Dataset entries:
-----
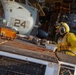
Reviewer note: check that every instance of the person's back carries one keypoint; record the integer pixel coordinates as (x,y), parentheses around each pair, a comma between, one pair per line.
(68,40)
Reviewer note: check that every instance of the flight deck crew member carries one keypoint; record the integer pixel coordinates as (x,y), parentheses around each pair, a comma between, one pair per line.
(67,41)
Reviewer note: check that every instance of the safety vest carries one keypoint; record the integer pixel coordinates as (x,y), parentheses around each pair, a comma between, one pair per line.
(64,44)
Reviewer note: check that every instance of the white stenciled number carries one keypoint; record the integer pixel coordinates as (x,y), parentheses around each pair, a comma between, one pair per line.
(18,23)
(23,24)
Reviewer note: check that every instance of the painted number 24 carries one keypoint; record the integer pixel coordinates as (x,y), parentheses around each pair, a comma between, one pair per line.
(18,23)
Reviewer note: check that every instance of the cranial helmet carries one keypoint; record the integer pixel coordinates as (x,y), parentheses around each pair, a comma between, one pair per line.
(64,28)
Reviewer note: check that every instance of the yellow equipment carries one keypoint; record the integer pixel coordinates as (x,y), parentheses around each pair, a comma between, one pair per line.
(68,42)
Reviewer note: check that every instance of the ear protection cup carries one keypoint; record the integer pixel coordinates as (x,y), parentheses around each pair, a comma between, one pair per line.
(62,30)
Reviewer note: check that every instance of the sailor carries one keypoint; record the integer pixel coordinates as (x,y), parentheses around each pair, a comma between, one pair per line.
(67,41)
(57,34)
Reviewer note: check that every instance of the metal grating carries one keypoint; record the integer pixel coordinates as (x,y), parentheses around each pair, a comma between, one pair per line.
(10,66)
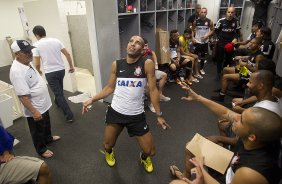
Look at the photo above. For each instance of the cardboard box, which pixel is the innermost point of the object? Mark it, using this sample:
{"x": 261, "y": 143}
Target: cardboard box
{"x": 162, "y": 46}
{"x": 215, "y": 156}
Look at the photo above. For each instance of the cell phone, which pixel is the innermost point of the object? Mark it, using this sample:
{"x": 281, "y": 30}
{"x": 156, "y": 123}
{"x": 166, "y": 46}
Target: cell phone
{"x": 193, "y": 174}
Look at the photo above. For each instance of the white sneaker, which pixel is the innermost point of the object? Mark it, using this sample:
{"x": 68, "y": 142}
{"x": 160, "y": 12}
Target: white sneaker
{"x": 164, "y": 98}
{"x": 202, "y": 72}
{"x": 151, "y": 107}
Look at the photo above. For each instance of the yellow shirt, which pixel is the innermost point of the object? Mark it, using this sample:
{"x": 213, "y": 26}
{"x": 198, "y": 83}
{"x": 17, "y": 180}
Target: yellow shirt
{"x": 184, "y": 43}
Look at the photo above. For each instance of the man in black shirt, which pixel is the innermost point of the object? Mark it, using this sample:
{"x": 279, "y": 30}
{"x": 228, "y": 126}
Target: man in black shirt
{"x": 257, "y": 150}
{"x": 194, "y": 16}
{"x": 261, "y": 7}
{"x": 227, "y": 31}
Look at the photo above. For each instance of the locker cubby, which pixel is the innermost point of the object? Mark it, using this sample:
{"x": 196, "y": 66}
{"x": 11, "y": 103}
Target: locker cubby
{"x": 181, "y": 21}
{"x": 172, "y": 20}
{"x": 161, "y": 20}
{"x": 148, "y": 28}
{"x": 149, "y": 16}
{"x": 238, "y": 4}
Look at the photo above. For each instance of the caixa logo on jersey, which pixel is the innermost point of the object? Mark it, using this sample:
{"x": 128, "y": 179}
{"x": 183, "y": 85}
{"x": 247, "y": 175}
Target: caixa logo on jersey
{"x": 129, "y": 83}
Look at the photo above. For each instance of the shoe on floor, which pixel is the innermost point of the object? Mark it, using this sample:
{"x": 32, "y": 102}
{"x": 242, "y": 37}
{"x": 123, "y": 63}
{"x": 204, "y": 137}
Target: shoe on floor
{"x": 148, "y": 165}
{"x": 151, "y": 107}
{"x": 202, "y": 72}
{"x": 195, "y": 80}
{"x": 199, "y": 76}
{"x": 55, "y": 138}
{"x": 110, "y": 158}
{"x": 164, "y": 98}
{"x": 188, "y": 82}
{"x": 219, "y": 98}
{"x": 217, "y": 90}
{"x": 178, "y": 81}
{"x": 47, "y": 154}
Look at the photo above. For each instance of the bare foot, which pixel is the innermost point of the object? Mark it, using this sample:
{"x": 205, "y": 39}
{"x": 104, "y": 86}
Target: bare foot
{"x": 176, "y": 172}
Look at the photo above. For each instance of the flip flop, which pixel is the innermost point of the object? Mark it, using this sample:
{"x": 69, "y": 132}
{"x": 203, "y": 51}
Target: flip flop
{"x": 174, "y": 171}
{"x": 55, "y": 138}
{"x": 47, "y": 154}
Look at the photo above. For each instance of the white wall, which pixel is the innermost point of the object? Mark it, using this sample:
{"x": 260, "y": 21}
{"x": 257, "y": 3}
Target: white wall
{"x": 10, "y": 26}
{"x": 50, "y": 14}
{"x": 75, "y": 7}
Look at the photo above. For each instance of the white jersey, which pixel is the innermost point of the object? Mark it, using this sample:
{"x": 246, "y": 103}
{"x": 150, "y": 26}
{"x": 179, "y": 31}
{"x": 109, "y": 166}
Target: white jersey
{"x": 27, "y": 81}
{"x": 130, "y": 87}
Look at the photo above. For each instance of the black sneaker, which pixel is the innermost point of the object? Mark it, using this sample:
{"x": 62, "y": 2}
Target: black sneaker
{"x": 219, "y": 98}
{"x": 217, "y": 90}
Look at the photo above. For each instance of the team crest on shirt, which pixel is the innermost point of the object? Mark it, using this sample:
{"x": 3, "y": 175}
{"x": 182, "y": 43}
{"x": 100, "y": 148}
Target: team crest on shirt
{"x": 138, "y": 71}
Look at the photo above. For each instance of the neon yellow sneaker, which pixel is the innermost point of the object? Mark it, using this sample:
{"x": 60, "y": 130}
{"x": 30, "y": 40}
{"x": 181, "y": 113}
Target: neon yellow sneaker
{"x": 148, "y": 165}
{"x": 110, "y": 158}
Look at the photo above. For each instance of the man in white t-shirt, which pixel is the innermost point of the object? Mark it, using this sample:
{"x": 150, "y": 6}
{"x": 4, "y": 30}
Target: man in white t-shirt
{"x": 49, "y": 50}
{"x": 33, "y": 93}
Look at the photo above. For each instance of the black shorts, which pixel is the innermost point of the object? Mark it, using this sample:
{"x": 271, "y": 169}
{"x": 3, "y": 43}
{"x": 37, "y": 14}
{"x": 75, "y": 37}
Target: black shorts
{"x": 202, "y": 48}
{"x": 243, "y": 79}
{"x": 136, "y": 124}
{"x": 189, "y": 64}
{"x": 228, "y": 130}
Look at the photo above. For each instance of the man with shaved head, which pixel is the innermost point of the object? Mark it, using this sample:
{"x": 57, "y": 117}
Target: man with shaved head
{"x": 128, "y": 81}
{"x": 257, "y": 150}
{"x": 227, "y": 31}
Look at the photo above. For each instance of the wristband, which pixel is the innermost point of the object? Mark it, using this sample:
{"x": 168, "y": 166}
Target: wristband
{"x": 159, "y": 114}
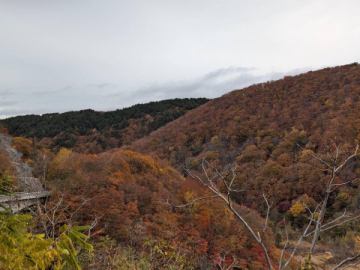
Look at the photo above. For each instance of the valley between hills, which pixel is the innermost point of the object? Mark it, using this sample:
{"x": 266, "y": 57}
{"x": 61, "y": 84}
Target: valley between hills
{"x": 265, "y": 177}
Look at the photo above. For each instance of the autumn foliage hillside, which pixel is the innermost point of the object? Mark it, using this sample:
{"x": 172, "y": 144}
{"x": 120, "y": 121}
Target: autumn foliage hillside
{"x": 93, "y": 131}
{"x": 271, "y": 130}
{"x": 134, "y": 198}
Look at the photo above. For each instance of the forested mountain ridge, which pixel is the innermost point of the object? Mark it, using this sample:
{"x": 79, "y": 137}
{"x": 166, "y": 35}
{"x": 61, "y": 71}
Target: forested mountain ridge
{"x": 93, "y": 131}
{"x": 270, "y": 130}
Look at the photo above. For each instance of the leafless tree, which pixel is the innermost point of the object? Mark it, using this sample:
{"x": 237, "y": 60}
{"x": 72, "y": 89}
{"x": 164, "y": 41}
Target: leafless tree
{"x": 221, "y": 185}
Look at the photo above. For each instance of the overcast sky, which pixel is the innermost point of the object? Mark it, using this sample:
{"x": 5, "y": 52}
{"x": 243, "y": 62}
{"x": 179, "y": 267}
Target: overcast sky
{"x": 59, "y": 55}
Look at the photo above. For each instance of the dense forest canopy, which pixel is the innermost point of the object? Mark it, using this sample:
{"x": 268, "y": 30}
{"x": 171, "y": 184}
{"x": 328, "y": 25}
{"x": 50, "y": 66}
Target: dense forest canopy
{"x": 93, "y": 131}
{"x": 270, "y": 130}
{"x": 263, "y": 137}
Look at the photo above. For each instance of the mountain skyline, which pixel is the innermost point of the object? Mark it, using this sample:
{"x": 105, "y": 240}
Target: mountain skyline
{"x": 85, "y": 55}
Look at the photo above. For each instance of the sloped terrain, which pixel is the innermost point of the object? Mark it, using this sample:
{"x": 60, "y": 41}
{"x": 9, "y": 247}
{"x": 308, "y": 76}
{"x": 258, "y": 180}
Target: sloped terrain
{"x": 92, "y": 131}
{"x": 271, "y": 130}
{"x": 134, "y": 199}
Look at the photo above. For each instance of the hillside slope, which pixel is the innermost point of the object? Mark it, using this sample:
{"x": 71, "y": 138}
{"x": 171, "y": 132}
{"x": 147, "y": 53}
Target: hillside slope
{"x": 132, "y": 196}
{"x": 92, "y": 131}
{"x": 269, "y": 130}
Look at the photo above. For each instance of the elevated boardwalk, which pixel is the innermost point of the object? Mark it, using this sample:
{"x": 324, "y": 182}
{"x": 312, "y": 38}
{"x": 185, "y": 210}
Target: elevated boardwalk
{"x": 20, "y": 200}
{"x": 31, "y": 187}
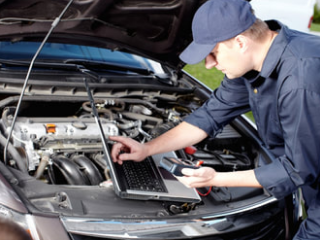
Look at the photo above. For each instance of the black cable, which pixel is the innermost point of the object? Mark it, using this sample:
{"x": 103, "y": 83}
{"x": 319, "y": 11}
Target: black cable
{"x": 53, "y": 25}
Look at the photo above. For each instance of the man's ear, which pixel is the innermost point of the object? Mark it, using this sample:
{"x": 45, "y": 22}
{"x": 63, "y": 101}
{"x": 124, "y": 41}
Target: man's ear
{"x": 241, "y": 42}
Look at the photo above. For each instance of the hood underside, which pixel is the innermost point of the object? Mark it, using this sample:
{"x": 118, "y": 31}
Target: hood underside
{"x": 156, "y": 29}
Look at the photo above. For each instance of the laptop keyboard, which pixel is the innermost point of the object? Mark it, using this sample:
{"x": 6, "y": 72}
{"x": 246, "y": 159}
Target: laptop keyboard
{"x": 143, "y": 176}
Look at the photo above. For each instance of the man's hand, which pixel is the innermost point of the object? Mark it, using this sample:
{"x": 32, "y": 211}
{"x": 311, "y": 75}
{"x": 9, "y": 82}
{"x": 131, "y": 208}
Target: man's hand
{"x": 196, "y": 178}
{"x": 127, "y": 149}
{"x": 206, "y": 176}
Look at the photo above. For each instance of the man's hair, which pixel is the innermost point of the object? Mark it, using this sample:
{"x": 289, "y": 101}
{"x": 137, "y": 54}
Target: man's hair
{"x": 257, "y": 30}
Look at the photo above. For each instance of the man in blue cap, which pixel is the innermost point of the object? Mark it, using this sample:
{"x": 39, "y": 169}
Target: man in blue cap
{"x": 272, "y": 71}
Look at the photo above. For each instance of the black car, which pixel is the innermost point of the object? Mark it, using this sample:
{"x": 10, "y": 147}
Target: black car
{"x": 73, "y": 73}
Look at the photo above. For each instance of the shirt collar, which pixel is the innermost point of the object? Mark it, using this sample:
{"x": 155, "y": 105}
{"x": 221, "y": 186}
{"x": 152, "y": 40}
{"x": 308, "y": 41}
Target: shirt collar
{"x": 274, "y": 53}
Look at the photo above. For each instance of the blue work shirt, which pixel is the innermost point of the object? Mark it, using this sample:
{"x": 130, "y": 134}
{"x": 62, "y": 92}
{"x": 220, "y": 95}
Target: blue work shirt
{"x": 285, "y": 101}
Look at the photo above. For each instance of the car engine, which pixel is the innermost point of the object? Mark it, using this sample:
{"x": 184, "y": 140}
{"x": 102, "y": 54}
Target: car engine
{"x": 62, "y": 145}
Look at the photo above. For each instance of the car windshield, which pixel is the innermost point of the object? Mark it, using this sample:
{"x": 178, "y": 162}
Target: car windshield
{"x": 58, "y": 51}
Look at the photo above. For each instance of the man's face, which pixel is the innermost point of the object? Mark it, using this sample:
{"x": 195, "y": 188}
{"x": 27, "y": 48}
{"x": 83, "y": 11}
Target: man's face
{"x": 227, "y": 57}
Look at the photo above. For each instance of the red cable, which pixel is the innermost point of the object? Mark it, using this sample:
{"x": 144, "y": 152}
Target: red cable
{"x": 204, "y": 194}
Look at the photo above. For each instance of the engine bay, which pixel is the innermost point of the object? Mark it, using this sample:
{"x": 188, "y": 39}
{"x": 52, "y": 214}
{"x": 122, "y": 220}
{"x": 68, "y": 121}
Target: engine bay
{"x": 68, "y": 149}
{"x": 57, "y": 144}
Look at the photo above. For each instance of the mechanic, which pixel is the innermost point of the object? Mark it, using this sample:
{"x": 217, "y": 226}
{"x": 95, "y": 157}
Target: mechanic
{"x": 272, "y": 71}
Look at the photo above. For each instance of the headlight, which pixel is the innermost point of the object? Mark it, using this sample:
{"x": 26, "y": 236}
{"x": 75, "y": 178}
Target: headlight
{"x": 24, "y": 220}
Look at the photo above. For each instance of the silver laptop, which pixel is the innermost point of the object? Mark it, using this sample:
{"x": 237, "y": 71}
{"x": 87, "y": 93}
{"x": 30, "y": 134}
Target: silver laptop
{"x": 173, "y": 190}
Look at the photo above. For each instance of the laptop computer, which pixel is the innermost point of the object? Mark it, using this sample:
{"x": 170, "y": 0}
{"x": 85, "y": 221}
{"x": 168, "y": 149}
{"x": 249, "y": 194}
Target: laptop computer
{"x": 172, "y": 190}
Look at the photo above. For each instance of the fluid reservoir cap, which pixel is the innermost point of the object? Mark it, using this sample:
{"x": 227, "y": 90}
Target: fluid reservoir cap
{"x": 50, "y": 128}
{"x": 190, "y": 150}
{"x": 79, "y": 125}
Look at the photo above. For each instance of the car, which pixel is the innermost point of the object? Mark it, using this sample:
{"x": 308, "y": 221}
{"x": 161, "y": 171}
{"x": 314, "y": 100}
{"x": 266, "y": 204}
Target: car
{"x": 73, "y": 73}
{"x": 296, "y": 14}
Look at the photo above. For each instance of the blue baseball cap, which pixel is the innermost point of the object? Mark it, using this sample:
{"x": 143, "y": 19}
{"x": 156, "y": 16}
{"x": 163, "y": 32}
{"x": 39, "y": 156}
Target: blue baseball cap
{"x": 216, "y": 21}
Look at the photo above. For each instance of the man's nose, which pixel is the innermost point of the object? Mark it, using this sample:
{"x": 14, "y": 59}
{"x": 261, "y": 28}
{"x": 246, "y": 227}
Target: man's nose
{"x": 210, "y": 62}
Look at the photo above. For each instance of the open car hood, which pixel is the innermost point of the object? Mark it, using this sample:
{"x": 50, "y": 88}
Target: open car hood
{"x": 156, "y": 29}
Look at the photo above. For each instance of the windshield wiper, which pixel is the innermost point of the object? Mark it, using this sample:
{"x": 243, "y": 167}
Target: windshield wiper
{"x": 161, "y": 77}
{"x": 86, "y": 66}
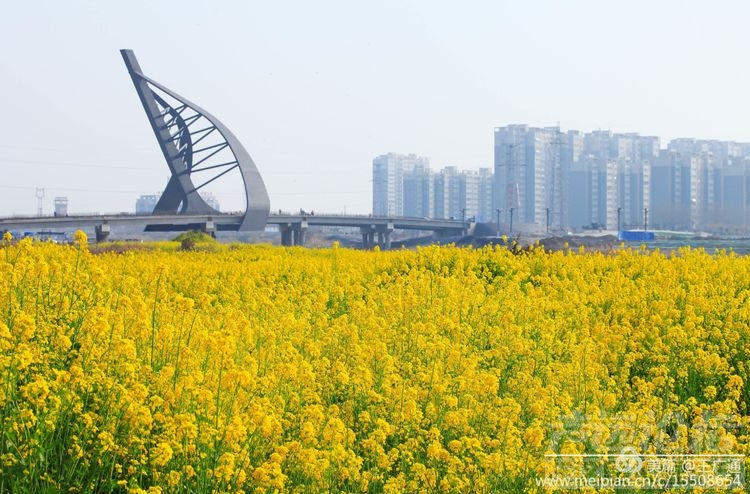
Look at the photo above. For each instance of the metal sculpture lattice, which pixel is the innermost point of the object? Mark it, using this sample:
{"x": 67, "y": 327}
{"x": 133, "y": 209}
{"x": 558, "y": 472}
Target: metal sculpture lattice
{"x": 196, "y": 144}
-----
- [TRY IT]
Set down only the lines from the one with "Target: windshield wiper" through the end of the entries, exactly as they appear, leaving out each picture.

- [SOLUTION TO THIS PROBLEM]
Target: windshield wiper
{"x": 161, "y": 77}
{"x": 86, "y": 66}
Look at the photo above. For each instance of the metal sculpture lattice, which pixel is the innermost point of the object? Mark it, using this sample:
{"x": 67, "y": 327}
{"x": 133, "y": 209}
{"x": 558, "y": 472}
Target: metal sculpture lattice
{"x": 196, "y": 144}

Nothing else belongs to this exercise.